• [OBJECTIVE]: Rescale the part of the listing that opens with the line containing "of the ceiling" and runs through the end of the listing. Repeat every line of it, requests included, with each coordinate in the answers multiplied by 0.5 and rounded to the nearest whole number, halves rounded up.

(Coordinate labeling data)
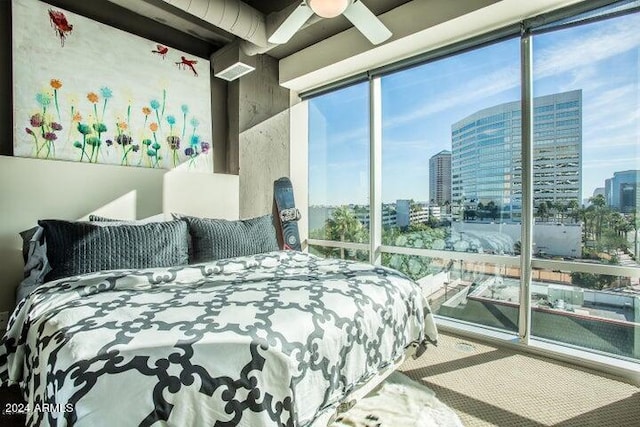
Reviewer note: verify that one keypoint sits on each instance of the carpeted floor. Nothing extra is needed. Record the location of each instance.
(488, 385)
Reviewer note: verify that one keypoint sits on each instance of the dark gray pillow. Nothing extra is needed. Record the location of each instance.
(81, 247)
(214, 239)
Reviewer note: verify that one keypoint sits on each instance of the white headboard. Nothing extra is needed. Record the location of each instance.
(33, 189)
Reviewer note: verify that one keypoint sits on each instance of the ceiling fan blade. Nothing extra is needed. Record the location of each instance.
(291, 24)
(368, 24)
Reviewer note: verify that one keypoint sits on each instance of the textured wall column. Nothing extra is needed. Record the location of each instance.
(263, 135)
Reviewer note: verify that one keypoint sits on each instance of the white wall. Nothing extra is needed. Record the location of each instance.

• [FINISHED EXERCISE]:
Reviewer note: verify that one keypoint sits on each instance of the ceiling fan blade. Nothing extra is needed. Record the location of each instance.
(146, 12)
(184, 12)
Reviewer note: verify that one keypoint sits on each instance of the textured wall column. Nothing extra is needed. Record the location of each instance.
(132, 68)
Reviewer note: verify that one keypoint sits on each instance of the white wall. Nothing extra is needed. Record the location of each instance.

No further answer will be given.